Entries pointing to named objects
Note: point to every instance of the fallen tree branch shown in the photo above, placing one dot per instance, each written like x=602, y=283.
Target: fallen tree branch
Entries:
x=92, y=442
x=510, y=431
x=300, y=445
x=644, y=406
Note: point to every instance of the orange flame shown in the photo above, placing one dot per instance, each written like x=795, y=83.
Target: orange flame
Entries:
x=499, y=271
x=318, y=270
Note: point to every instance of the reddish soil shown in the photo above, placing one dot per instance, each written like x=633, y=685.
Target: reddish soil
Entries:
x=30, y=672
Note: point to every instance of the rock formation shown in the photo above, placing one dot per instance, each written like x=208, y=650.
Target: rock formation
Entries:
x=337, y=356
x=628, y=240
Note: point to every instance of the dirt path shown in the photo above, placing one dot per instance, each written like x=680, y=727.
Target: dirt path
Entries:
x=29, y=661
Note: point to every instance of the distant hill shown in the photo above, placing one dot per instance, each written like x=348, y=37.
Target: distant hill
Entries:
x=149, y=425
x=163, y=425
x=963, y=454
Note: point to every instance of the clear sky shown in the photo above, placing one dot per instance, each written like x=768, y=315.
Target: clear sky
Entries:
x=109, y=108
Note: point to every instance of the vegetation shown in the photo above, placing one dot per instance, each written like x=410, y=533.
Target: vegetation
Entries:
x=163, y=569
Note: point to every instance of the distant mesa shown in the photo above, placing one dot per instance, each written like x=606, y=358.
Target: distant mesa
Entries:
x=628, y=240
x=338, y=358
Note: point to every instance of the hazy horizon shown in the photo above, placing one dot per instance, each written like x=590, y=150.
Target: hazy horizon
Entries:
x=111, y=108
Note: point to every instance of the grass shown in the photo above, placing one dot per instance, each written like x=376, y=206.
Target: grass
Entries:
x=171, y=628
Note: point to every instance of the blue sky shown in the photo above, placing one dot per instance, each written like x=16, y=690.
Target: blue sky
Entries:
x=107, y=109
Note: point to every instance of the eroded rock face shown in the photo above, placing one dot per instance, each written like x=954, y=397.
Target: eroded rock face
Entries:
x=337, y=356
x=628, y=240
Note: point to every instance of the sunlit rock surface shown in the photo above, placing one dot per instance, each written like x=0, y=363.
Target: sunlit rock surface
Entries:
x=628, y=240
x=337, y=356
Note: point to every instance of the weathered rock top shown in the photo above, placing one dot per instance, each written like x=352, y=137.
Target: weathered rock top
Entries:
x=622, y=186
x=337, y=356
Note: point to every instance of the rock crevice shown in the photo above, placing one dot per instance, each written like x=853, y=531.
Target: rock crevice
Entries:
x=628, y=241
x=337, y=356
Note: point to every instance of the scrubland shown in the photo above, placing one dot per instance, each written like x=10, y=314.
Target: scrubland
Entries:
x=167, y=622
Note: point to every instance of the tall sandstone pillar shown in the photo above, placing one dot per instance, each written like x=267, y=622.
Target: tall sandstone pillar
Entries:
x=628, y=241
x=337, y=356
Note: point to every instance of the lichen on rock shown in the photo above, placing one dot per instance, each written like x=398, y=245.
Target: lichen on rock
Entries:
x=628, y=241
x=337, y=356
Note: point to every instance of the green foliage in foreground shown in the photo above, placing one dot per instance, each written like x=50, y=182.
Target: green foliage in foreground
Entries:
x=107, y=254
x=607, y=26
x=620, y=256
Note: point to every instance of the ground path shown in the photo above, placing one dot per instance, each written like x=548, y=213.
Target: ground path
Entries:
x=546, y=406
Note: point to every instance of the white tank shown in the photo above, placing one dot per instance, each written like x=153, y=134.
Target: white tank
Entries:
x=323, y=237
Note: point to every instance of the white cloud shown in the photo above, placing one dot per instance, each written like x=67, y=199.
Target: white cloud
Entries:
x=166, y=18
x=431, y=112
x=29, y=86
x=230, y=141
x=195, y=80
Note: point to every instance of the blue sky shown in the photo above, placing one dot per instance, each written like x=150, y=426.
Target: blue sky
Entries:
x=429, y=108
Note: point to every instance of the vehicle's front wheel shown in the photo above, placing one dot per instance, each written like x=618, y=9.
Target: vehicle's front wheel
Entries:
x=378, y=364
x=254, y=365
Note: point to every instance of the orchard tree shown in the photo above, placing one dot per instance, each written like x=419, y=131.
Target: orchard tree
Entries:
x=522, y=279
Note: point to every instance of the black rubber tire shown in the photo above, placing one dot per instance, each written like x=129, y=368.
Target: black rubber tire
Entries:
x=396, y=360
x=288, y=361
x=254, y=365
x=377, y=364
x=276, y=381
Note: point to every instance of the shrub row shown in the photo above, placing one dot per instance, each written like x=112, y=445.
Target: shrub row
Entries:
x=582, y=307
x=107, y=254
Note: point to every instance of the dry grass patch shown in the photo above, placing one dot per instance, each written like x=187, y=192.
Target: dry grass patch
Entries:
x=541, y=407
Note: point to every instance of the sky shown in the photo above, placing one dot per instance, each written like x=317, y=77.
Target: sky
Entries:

WORK INSTRUCTIONS
Reproduce every entry above, substituting "marking each instance with a single dot" for each occurrence of "placing one dot per instance". Keep all other text unchanged.

EXERCISE ANSWER
Note: point to every instance of the fallen tree branch shown in the photo above, marking each instance with a single dot, each written like x=602, y=283.
Target: fallen tree branch
Entries:
x=92, y=442
x=510, y=431
x=300, y=445
x=644, y=406
Note: point to every instance of the orange flame shown in the photo above, marking each instance with a single dot, each written like x=795, y=83.
Target: orange flame
Entries:
x=499, y=271
x=318, y=270
Note: point to every instance of the reddish soil shown in the photo above, marking each instance with a single dot, each written like x=633, y=685.
Target: reddish soil
Entries:
x=30, y=672
Note: point to every instance of the rock formation shown in the photo above, marking each instance with a single dot, each written like x=208, y=650.
Target: rock formation
Entries:
x=337, y=356
x=628, y=240
Note: point to every instance of the dirt path shown in the photo above, marking each instance with a single dot, each written like x=680, y=727.
Target: dirt path
Entries:
x=29, y=661
Note: point to every instance of the distant hill shown in the photo above, marking each instance with a single dot, each written like x=348, y=37.
Target: distant hill
Entries:
x=149, y=425
x=163, y=425
x=963, y=454
Note: point to every instance of the clear sky shown in the photo above, marking each instance with a single dot, each written like x=768, y=315.
Target: clear sky
Entries:
x=109, y=108
Note: point to every instance of the vegetation shown in the photo above, marking each instance with a single dot, each written like x=410, y=533.
Target: vegetation
Entries:
x=163, y=569
Note: point to every instance of the distant mesa shown in the photo above, marking each instance with a single dot, each written like x=606, y=358.
Target: distant mesa
Entries:
x=628, y=240
x=338, y=358
Note: point to every instance of the hazy horizon shown in the photo above, marking each instance with a single dot, each written like x=590, y=150.
Target: hazy horizon
Entries:
x=111, y=108
Note: point to every instance of the grass shown in the photo above, marking each instance with a single dot, each written like x=376, y=206.
Target: grass
Entries:
x=171, y=628
Note: point to every instance of the blue sky shown in the photo above, marking each instance with a single dot, each written like x=16, y=690.
Target: blue sky
Entries:
x=107, y=109
Note: point to every instance of the eroded rock face shown in the photo above, marking each instance with a single dot, each written like x=954, y=397.
Target: eroded rock face
Entries:
x=337, y=356
x=628, y=240
Note: point to every instance of the sunlit rock surface shown in the photo above, marking each instance with a single dot, each written like x=0, y=363.
Target: sunlit rock surface
Entries:
x=628, y=240
x=337, y=356
Note: point to every instance of the weathered rock top shown in the photo above, marking each instance with a single dot, each written like x=352, y=137.
Target: weathered rock top
Entries:
x=622, y=186
x=337, y=356
Note: point to every instance of the rock crevice shown in the photo above, marking each instance with a single dot, each written like x=853, y=531.
Target: rock crevice
Entries:
x=628, y=241
x=337, y=356
Note: point to every instance of the scrubland shown in the photo above, marking each instance with a single dot, each written like x=10, y=314.
Target: scrubland
Entries:
x=167, y=622
Note: point to every instance of the tall sandstone pillar shown in the photo above, marking each instance with a single dot, each written like x=267, y=622.
Target: tall sandstone pillar
Entries:
x=628, y=241
x=337, y=356
Note: point to every instance of the lichen on rock shown in the photo above, marking each instance with a single dot, each written like x=398, y=245.
Target: lichen on rock
Entries:
x=628, y=241
x=337, y=356
Note: point to every instance of the green foliage in foreground shown in the photo above, marking each instance with a single dot, each written like x=50, y=182.
Target: green foliage in foreground
Entries:
x=107, y=254
x=607, y=26
x=620, y=256
Note: point to every instance of the ground path shown in the photo above, marking each instance with a single dot, each written like x=548, y=213.
Target: ground path
Entries:
x=546, y=406
Note: point to every instance of the white tank shown in the photo above, marking each instance with a single dot, each written like x=153, y=134.
Target: white tank
Entries:
x=323, y=237
Note: point to every instance of the white cloud shown in the photo above, marking each instance with a single dot, each written like x=67, y=199.
Target: white cloud
Entries:
x=166, y=18
x=431, y=112
x=29, y=86
x=230, y=141
x=195, y=80
Note: point to every instance of the blue sky shown in the photo above, marking each instance with a single dot, each written like x=150, y=426.
Target: blue sky
Entries:
x=429, y=108
Note: point to every instance of the vehicle's front wheel shown in the photo above, marking each instance with a single dot, each written like x=618, y=9.
Target: vehicle's front wheel
Entries:
x=378, y=364
x=254, y=365
Note: point to every instance of the orchard tree shown in the photo above, marking each instance with a single dot, each written like x=419, y=131.
Target: orchard tree
Entries:
x=522, y=279
Note: point to every instance of the black rubber tire shown in the photo above, marking each instance with a single dot, each written like x=129, y=368.
Target: black rubber tire
Entries:
x=396, y=360
x=288, y=361
x=254, y=365
x=377, y=364
x=276, y=381
Note: point to every instance of the shrub row shown in the photo above, marking each instance with a single dot, each written like x=112, y=445.
Target: shrub row
Entries:
x=582, y=307
x=107, y=254
Note: point to every instance of the dry grass patch shown in the photo above, marking each instance with a single dot, each written like x=187, y=192.
Target: dry grass patch
Entries:
x=541, y=407
Note: point to every instance of the sky shown in the photo above, marking each instance with a single dot, each written like x=317, y=77.
Target: sky
Entries:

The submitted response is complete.